今月、兄が日本に一時帰国し、入れ替わりに弟夫婦がやってきた。弟は1年ぶりのチェンライだ。自分はそれほど変化がないと思っていたが、弟夫婦から見ると母は、いくらか衰え、声も小さくなったという。それでも母は弟夫婦と認識しているようで、話しかける二人を見る目の輝きが違っている。
3年前、弟が空手の真似をしたら、珍しく母が声をあげて笑い、女中さんたちを狂喜させた。今回も新しい「演しもの」で母を喜ばせてもらいたいものだ。

■海外療養費
外国では日本の公的医療保険は使えないが、外国でけがや病気になって現地の医療機関を受診した場合、国外で支払った医療費について、帰国してから加入している保険者に請求することのできる海外療養費という制度がある。

▬▬▬▬▬▬▬▬▬▬

» 課題の目的: 出典文書によると、弟がチェンライに来るのは何年ぶりか。

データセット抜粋

▬▬▬▬▬▬▬▬▬▬

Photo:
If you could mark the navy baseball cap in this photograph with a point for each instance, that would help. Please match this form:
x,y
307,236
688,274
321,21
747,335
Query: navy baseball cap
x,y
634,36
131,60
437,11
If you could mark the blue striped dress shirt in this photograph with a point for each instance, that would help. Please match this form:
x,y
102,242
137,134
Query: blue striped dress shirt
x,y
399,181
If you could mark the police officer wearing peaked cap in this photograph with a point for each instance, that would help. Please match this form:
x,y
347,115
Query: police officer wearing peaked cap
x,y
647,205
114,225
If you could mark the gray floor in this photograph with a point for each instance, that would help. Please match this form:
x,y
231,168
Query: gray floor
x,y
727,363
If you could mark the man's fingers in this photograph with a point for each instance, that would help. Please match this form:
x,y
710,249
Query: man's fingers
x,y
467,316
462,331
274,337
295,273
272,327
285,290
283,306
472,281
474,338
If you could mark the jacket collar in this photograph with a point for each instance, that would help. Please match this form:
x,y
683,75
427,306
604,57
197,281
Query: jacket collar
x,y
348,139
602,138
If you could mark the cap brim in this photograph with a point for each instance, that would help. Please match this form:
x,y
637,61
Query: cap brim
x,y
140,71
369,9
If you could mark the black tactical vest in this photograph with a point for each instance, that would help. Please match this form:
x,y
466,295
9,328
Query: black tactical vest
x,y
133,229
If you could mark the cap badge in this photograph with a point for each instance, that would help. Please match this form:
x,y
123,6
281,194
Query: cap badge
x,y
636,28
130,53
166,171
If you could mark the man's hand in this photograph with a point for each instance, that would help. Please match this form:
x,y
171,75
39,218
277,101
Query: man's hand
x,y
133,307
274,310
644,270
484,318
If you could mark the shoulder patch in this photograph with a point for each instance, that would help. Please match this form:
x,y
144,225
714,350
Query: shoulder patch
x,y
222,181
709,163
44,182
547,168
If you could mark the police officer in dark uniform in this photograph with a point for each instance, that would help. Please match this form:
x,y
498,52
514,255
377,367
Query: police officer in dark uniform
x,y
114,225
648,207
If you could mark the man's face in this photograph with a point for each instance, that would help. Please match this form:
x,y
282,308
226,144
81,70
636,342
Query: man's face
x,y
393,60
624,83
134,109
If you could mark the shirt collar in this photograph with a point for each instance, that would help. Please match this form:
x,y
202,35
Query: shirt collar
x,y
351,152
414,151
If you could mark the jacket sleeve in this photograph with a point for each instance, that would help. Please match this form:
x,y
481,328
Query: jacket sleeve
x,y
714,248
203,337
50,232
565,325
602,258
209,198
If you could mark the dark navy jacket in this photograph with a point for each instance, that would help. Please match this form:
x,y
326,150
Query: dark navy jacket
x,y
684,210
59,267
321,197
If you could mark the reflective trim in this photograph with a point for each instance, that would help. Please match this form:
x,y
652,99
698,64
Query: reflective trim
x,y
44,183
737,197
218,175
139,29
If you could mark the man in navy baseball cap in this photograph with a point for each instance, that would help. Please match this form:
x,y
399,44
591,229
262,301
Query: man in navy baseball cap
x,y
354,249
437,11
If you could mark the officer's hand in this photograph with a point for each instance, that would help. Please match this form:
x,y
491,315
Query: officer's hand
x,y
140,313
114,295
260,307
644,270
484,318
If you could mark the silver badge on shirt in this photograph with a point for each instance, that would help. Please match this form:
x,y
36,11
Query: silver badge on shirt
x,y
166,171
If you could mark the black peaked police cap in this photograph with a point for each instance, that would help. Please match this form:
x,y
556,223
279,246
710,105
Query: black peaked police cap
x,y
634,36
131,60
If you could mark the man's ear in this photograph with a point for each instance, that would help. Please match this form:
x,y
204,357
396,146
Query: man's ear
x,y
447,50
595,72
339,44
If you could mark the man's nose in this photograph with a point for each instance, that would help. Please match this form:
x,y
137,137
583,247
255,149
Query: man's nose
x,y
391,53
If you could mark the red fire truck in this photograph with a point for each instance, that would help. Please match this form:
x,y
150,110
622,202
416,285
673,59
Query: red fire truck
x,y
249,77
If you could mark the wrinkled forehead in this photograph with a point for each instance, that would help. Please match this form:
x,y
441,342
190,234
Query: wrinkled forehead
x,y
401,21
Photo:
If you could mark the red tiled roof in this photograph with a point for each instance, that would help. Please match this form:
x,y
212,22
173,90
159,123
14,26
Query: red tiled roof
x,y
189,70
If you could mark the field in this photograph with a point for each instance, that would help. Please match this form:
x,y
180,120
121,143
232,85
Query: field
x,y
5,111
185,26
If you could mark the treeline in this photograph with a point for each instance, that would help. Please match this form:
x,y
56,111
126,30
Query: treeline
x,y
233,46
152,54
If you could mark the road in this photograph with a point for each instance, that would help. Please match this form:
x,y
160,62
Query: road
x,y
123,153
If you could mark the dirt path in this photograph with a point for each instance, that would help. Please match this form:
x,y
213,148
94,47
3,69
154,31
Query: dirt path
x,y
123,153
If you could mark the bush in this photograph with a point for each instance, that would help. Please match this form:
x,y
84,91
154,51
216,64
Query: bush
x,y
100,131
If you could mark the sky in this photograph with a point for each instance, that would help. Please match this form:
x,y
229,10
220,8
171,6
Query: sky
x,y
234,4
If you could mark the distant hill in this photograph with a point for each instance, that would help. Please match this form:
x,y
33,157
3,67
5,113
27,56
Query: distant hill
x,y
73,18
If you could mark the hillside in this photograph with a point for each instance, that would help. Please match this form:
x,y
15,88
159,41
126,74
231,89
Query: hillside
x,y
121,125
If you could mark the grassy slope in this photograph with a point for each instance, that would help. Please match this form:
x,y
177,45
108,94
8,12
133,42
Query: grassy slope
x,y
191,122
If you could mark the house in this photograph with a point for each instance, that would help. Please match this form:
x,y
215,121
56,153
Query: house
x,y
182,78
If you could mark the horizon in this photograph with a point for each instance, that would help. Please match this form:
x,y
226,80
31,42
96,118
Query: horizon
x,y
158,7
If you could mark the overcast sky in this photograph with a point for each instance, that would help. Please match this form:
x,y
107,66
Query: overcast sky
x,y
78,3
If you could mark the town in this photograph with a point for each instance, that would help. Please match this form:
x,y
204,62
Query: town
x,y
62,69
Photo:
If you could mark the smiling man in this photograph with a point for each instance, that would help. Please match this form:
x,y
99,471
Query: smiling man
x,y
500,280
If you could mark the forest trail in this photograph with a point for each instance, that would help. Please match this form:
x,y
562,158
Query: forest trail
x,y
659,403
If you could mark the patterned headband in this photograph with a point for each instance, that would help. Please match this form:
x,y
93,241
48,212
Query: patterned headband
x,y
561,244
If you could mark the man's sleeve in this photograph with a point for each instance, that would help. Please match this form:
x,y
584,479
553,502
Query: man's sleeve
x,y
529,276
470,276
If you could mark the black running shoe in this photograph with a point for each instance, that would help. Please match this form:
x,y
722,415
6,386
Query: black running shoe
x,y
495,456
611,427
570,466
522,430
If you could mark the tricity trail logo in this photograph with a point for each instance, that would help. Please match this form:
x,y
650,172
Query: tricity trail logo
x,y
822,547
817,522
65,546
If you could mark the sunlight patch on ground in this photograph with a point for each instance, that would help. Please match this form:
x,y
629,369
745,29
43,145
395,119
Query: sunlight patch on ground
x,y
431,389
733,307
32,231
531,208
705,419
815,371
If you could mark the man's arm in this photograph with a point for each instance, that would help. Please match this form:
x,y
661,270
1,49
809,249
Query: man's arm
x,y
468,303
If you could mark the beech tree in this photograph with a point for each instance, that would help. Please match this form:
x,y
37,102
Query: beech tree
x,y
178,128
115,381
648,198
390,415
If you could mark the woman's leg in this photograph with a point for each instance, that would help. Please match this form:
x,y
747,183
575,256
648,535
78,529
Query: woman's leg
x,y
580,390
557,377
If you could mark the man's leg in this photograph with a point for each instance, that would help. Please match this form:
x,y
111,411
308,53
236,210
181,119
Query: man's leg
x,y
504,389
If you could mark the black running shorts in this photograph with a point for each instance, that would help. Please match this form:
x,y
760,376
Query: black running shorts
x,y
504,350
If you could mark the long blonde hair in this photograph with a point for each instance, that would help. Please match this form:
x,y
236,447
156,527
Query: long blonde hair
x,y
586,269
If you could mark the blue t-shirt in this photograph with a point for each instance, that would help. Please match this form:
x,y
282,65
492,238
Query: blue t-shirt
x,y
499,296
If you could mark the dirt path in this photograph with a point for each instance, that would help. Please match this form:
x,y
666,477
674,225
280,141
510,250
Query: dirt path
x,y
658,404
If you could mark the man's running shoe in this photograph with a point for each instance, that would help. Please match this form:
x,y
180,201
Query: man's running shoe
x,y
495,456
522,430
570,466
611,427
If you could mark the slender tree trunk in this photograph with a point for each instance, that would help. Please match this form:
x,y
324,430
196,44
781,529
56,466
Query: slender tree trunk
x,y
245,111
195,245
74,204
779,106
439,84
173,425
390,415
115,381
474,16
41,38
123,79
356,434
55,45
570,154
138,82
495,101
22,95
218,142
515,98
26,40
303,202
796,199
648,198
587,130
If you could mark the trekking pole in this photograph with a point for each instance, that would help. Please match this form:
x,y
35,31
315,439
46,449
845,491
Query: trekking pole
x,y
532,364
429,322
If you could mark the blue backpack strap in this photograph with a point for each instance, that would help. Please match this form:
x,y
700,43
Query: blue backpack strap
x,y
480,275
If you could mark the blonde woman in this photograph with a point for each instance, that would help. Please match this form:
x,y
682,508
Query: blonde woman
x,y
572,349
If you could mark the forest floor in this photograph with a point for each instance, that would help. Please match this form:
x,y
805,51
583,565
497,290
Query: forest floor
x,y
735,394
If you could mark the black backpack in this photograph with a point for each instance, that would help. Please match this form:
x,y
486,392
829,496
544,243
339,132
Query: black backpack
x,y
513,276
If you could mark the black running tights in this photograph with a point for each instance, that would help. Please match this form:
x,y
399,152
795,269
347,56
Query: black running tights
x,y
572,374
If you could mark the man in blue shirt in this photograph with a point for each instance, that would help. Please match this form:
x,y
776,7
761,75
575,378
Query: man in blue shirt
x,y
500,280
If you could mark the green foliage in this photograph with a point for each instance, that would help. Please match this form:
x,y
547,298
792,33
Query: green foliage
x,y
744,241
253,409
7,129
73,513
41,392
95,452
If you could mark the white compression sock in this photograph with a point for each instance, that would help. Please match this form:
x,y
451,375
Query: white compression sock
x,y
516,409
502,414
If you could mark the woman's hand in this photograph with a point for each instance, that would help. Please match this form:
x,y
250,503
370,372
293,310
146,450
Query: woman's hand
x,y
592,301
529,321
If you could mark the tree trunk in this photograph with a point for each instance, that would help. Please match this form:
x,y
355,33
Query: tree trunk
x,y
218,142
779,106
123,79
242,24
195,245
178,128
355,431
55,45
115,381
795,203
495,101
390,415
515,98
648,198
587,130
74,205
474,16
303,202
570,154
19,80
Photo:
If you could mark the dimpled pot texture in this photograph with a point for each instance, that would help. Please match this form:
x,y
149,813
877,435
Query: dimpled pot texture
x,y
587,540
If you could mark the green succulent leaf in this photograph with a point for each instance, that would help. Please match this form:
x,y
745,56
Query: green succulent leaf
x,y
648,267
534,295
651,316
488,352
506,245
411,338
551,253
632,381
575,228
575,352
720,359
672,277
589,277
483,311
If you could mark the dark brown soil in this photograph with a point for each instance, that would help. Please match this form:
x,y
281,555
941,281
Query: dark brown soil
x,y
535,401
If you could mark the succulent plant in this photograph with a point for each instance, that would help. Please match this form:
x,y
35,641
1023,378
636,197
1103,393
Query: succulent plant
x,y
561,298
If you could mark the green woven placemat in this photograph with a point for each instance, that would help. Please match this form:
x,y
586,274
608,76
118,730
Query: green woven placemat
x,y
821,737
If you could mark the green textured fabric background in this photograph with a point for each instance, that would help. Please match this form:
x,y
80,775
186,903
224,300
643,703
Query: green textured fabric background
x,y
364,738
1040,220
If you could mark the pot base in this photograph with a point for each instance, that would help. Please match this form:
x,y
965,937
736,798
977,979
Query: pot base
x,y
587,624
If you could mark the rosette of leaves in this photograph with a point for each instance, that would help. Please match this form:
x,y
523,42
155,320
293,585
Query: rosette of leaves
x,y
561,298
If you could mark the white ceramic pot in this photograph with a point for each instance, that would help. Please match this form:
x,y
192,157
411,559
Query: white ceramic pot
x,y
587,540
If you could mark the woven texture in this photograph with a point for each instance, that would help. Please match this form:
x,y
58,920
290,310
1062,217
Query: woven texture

▬▬▬▬▬▬▬▬▬▬

» 課題の出力: 1年ぶりだ。